I'm guessing most everyone's familiar with some variation on this phenomenon, but let's define a term real quick before I get down to business:
"Black Eye Season" is the nebulous off-season of businesses (or for that matter cities or states) that operate year-round but are largely seasonal.
During the long, dark, cold winter when things get a little sleepy people have a lot of time on their hands, a portion of which inevitably ends up devoted to grousing about working conditions in the long, dark, cold winter, and concocting grievances (both reasonable and un-) against co-workers, management and the cruel, cruel universe at large.
Those of you don't work in an industry like this can just picture Jack Nicholson in The Shining. Well-adjusted people don't live here anymore, Mrs. Torrance.
Good then. Let's go.
Last April, as we wrapped up Black Eye Season '10-'11, I hadn't yet conceded to altering my brain chemistry to center myself, but I did make a joy-related decision: This summer would be one of camaraderie and positivity in my workplace if I had to bust heads to make it happen.

-=-=-=-=-

### EXERCISES TO COMPLETE:
• a. Check each statement against the Black Eye Season passage and answer yes or no, quoting the passage's deciding words: (i) Black Eye Season is the off-season of businesses that run year-round but are largely seasonal; (ii) by last April, the writer had already agreed to alter their brain chemistry; (iii) every grievance invented during the winter is unreasonable.
• b. According to the Black Eye Season passage, why do people spend part of the winter complaining about working conditions? Answer in one to three sentences.
• c. Carry on the Black Eye Season passage from its final sentence.
The records come from a separate source and have no connection to the Black Eye Season passage.

-=-=-=-=-

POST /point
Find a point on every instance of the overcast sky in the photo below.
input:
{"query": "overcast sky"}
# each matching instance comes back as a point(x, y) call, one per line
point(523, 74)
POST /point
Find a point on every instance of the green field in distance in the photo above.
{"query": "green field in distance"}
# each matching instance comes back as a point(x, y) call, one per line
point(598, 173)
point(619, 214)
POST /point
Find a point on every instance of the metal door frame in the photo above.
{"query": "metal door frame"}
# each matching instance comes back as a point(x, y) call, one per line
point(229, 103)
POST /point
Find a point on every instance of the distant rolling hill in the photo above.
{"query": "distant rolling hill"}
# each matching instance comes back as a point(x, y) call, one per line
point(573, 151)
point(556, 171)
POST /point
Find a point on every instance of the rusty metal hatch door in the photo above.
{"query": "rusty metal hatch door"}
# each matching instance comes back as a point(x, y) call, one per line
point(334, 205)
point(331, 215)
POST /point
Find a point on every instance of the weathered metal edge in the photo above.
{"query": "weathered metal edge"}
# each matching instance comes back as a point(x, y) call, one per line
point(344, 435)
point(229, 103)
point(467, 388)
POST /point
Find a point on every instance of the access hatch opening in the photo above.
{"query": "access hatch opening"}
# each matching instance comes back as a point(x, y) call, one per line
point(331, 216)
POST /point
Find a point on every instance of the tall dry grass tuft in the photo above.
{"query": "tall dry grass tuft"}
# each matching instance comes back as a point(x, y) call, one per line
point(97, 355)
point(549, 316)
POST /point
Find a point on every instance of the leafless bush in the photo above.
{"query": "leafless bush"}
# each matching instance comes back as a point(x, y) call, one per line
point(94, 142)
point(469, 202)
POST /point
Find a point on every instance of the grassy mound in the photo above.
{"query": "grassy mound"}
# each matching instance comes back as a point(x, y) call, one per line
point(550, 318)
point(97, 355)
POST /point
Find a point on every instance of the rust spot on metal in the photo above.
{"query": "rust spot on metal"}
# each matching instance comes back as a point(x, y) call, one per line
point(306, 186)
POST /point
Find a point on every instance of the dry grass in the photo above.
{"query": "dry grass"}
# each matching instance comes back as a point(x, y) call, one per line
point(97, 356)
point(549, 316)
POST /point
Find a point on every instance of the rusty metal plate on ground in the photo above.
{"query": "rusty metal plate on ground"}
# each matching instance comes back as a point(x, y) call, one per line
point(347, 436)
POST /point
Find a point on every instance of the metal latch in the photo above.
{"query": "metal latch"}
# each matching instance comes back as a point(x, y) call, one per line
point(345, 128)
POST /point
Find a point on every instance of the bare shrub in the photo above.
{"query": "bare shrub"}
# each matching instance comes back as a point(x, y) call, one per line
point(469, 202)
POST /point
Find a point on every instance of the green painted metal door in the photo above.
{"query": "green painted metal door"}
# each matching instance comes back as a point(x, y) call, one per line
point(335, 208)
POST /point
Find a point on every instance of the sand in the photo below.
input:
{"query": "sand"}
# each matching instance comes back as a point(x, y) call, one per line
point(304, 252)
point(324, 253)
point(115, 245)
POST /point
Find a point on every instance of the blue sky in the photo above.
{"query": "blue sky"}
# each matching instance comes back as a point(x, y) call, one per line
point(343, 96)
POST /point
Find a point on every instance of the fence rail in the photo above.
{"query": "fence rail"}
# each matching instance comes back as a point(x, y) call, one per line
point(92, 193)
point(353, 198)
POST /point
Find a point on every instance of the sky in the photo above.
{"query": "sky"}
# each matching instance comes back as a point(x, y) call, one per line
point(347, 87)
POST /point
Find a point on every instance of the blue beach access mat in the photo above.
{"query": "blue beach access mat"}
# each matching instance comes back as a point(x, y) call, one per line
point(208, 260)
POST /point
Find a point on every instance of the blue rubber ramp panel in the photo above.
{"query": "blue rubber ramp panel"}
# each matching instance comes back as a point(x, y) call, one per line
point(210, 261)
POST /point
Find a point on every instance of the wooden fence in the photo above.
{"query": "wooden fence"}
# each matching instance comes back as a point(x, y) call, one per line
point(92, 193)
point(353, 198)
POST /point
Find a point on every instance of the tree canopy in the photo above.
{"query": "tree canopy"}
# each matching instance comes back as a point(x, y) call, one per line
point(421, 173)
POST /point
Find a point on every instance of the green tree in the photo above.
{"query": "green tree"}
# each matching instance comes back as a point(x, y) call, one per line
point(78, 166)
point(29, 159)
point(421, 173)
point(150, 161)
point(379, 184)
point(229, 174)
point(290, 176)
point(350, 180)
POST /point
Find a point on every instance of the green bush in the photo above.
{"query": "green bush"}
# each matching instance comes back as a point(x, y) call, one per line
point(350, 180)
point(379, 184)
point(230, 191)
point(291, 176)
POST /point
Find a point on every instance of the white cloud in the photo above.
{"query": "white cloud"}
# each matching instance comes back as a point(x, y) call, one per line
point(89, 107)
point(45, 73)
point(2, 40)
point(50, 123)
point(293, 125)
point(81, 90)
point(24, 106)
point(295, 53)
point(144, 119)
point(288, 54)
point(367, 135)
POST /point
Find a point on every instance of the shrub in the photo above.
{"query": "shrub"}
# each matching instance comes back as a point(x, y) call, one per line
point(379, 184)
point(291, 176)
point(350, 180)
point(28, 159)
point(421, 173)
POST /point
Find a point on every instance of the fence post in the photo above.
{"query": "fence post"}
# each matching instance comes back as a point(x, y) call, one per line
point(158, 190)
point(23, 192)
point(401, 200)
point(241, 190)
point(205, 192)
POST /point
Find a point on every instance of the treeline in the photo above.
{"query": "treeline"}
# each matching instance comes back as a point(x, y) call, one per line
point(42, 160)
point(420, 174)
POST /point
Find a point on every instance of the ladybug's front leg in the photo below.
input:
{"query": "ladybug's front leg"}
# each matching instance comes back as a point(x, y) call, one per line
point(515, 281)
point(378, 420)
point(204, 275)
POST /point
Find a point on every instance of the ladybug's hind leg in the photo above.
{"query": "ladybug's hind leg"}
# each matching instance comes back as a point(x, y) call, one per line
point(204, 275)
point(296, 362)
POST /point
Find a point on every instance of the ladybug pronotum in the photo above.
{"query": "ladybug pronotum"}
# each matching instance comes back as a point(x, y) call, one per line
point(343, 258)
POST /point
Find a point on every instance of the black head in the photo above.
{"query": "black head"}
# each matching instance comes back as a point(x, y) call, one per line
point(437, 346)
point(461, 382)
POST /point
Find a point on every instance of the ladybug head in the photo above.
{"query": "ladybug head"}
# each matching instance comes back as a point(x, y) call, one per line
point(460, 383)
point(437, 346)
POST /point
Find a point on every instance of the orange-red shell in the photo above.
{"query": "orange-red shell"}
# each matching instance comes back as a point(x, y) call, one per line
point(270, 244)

-=-=-=-=-

### ANSWER LIST:
• a.
(i) Yes: "the nebulous off-season of businesses (or for that matter cities or states) that operate year-round but are largely seasonal."
(ii) No: "I hadn't yet conceded to altering my brain chemistry to center myself."
(iii) No: "concocting grievances (both reasonable and un-)."

• b. During the long, dark, cold winter, things get a little sleepy, so people have a lot of time on their hands. A portion of that time inevitably goes to grousing about working conditions and concocting grievances.

• c.
I jest, of course, but I put my employees on notice in the friendliest way possible. I announced that I was committed to maintaining a positive environment for both customers and employees. Tourism makes everyone stupid, but for the most part in really predictable ways. I was the first person to commiserate when an employee had a truly frustrating exchange, but I also spent a lot of time reminding people that tourists aren't familiar with the operation and that not every question is ridiculous. Changing institutional culture takes longer than a summer, but I noticed and appreciated a trend toward a friendlier, more positive demeanor.
Personally, I reaped dividends. One of the reasons that I pushed this agenda was because I recognized the need for a personal attitude adjustment. I was tired of being grouchy, of feeling at best put out and at worst desperately lonely, angry and sad by turns. I was serious enough about it to lift my sixteen-year embargo on taking antidepressants. As it turns out, when you turn the dial from a carefully-curated, neutrally pleasant to actively positive and engaged, people notice. And they like it. And it's contagious.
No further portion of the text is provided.